Edit the data below, changing every "Record x and y" to "Write x and y" and leaving all other text the same. Omit the pictures from your answer.

============================================================

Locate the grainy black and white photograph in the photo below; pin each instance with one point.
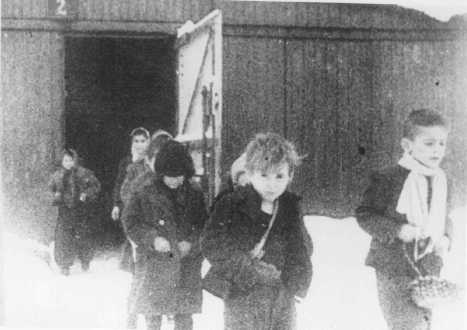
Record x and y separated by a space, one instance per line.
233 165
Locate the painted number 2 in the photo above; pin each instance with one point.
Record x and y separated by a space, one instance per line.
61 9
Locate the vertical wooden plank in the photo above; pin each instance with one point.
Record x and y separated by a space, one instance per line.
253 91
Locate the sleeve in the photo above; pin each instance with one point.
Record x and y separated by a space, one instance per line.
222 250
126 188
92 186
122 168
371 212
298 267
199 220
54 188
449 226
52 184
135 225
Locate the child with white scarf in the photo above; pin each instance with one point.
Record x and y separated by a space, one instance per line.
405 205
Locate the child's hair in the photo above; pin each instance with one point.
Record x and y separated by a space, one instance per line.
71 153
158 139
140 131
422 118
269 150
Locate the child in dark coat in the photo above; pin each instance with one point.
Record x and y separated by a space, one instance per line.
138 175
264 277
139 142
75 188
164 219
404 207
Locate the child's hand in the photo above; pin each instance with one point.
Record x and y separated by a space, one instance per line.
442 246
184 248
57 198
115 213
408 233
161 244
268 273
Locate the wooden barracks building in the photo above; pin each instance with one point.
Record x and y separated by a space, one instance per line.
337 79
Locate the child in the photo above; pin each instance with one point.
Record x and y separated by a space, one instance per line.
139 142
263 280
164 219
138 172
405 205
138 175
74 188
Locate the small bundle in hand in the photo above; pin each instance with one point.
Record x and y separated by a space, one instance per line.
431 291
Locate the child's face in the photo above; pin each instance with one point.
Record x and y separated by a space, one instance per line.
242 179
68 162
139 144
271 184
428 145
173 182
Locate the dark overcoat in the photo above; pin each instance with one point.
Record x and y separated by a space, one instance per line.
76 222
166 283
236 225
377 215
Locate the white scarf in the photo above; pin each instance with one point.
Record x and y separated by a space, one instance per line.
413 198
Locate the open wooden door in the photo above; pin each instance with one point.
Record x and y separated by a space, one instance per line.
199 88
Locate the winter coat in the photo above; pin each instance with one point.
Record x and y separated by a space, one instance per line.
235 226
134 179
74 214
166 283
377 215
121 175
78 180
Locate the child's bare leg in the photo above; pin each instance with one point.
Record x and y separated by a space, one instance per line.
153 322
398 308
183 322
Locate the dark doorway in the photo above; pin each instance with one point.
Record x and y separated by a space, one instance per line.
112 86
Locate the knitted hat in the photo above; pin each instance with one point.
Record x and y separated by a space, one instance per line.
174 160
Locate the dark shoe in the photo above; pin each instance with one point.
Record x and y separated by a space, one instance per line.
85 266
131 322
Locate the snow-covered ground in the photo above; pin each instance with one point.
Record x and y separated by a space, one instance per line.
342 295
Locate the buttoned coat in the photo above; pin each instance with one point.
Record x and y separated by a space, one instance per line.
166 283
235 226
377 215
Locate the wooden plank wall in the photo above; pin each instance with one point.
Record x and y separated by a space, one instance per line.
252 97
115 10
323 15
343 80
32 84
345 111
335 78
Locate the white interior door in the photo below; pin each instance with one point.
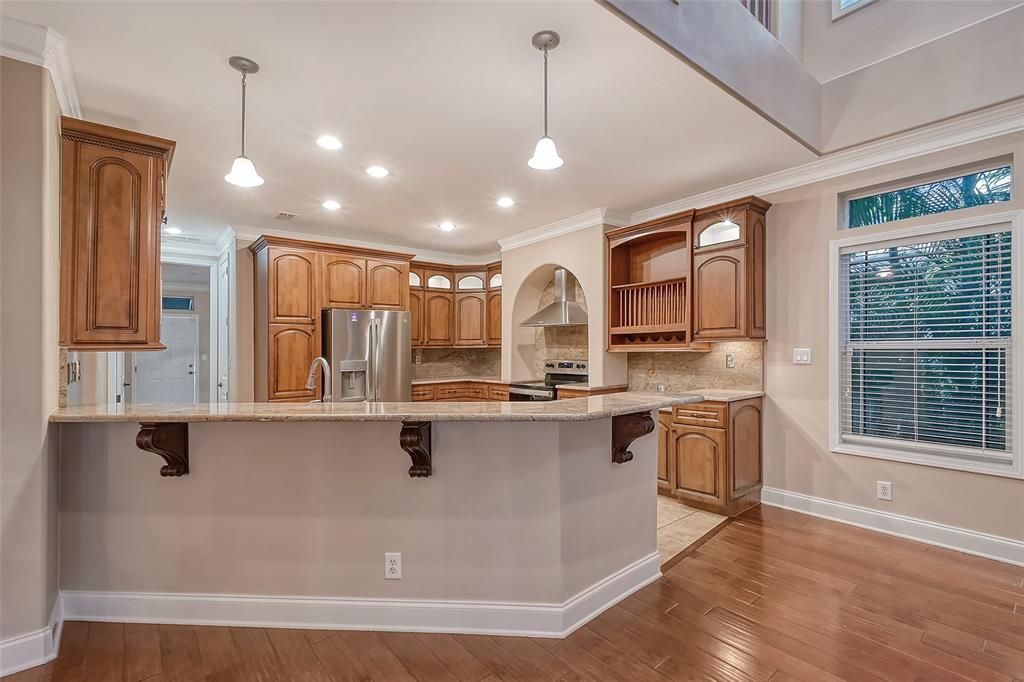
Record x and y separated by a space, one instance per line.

============================================================

- WRITTEN REPLY
Locate the grainy black and white photograph in the photo below; pin each instance with one point.
Write x and y separated by a space, one instance per line.
233 165
Locate the painted number 2 in the photo above; pin each instance with one point.
Write x and y separated by a space, one instance per line.
61 9
Locate the vertical wooden plank in the photo above; pin each instance with one point.
Write x and y separated by a space, one instance per line.
253 91
Locate the sleeve in the photo above; pin each instance with one point.
Write x and y separated by a space, one instance per line.
222 250
126 188
92 186
122 168
371 212
298 267
199 220
54 188
449 226
52 184
135 225
Locate the child with white scarf in the photo above; pin each instance with one point.
Write x and y separated by a space, one instance per line.
405 205
Locate the child's hair in the photo above; pin each instance with one point.
Write x and y separated by a space, one instance per line.
71 153
158 139
140 131
422 118
269 150
Locate the child in dark coat in the photo above; pin each instance with one point.
Write x and y separated by a space, one instance per line.
138 175
264 277
139 142
75 188
164 219
404 207
Locate the child's hand in the photo above; pin each instance with one point.
Write x and y separated by a space, one instance per line.
442 246
184 248
57 198
115 213
408 233
161 244
268 273
Locate the wooden barracks building in the photo above; pin each instance with one point.
Write x and y separated by a space, one instance per line.
337 79
Locate the child in the photo above; pin each instance with one point.
Write x and y separated by a space, one instance per line.
139 142
263 280
164 219
138 172
405 205
138 175
74 188
Locate the small bundle in hand in the photo above; pin each instance with one point.
Write x and y separated by a space, one instance per line.
431 291
Locate the child's face in the photo above; pin each instance with one point.
Write x and y separated by a space, one instance per line.
242 179
68 162
139 144
271 184
428 145
173 182
Locate the dark overcoat in the photo above; pin each instance with one point.
Write x and y separated by a space, one instance per line.
76 222
166 283
236 225
377 215
Locate the white scarf in the photo above; pin each instance with one point.
Write x and y separated by a space, one instance per line.
413 198
Locate the open wooden door in the photo above; pin each instance with one point.
Write x and y separated by a space, one instance per line.
199 88
Locate the winter coat in the photo above; pin each instance with one point.
Write x and y separated by a space, one instance per line.
235 226
134 179
74 214
166 283
377 215
121 175
78 180
Locate the child's bare leg in the photo above; pin each instance with one point.
Write x and y separated by a space, one instance per line.
153 322
398 308
183 322
Locate the dark doorway in the photo above; pin each instance with one point.
Write x and y separated by a space, one instance per line.
112 86
Locate the knitted hat in the photo above; pin each instance with one point.
Write x and y separated by a space, one instance per line.
174 160
Locate the dark shoe in the photo above; pin each instance with one point.
Write x and y separated by a space, one instance per line.
85 266
131 322
Locate the snow-covered ground in the photo above; pin each instance with one point.
Write x and y separated by a space, one instance per line.
342 295
Locate the buttoned coat in the photo above; pin each instance with one point.
Write x and y separated by a space, one instance per line.
166 283
235 226
377 215
Locate the wooden plank wall in the photo above; pin each instance with one point.
Write x and y separated by a space, one instance per line.
252 97
115 10
323 15
343 80
32 84
345 111
335 78
Locate the white interior door in the photo below; pin each instance with one point.
Write x and y separated by a space, one instance per line.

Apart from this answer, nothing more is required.